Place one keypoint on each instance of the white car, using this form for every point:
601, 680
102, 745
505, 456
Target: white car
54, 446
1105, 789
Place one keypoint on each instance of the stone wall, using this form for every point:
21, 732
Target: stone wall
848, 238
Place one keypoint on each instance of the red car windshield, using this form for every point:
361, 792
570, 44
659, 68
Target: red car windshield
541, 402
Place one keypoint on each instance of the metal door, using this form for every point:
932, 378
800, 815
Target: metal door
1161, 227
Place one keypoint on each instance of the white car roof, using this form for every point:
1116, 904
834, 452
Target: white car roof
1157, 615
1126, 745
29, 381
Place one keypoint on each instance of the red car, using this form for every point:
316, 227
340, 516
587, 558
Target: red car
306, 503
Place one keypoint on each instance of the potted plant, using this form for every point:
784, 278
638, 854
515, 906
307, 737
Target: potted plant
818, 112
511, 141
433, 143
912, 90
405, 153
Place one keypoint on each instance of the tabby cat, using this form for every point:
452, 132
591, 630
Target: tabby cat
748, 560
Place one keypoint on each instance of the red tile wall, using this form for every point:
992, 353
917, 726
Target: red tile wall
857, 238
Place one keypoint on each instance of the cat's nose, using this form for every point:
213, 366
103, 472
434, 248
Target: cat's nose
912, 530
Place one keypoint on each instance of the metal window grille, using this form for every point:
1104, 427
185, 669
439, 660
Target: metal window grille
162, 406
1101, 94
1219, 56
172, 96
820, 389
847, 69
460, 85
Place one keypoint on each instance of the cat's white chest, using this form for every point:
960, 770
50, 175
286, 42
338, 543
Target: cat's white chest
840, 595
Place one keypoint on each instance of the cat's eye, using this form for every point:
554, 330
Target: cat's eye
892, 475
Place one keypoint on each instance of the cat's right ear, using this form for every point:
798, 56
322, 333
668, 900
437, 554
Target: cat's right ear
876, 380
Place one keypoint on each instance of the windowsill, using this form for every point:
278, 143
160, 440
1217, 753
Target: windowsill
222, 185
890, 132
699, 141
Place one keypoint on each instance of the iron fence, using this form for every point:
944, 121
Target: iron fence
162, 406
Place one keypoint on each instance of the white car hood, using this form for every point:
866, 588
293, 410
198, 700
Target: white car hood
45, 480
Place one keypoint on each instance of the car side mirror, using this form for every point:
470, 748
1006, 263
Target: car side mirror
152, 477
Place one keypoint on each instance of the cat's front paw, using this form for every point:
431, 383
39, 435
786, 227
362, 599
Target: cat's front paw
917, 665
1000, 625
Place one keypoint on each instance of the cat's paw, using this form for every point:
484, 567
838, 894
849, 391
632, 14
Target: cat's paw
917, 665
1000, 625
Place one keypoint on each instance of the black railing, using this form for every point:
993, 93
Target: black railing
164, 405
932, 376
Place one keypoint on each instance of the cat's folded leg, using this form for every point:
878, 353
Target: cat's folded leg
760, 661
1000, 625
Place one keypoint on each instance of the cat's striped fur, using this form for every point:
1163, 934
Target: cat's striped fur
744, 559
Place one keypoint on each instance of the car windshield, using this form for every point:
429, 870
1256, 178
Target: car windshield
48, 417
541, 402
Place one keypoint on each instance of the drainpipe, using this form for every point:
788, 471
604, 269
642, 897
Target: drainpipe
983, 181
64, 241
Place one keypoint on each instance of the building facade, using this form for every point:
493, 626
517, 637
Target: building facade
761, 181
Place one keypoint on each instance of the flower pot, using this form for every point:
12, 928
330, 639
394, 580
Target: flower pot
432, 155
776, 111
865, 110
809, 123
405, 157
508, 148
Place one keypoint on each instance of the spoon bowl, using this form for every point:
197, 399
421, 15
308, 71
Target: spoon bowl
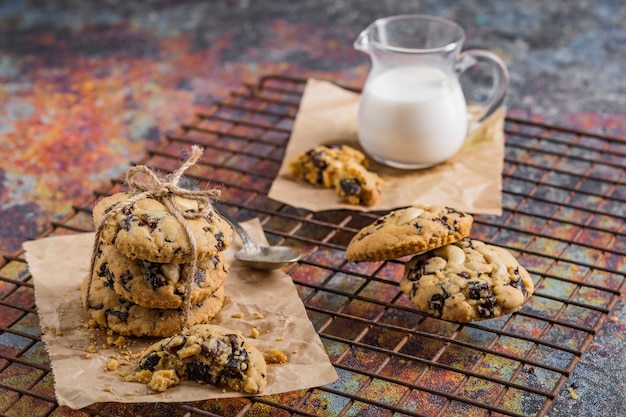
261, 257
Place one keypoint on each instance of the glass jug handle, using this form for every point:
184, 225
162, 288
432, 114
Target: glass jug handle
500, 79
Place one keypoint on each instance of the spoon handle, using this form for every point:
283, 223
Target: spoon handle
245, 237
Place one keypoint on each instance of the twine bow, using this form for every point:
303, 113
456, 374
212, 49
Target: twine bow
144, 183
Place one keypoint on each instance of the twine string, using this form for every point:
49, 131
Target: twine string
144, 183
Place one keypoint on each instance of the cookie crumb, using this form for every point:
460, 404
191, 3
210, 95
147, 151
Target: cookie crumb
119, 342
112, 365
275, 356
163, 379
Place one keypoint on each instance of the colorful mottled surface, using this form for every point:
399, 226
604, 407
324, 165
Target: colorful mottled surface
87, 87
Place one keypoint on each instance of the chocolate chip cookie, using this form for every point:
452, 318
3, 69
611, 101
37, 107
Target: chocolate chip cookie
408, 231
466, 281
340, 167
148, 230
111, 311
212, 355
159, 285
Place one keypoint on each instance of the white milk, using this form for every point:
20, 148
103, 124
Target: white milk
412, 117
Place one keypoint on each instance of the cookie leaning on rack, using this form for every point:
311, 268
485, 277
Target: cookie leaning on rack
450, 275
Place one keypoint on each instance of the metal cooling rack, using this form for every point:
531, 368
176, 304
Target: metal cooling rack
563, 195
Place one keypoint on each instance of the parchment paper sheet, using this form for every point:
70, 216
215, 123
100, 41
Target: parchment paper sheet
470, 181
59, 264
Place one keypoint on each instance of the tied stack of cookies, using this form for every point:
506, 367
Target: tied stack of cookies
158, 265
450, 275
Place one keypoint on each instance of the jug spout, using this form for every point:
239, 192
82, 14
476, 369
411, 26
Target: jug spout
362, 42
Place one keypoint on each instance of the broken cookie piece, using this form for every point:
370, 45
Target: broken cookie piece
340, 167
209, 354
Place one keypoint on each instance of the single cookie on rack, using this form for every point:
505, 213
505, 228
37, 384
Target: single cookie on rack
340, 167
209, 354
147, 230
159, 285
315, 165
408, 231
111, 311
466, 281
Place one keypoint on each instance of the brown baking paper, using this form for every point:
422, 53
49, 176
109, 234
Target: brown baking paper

-=-=-

• Aim of the task
The number of lines above containing the word "baking" is all that should be returned.

• Answer box
2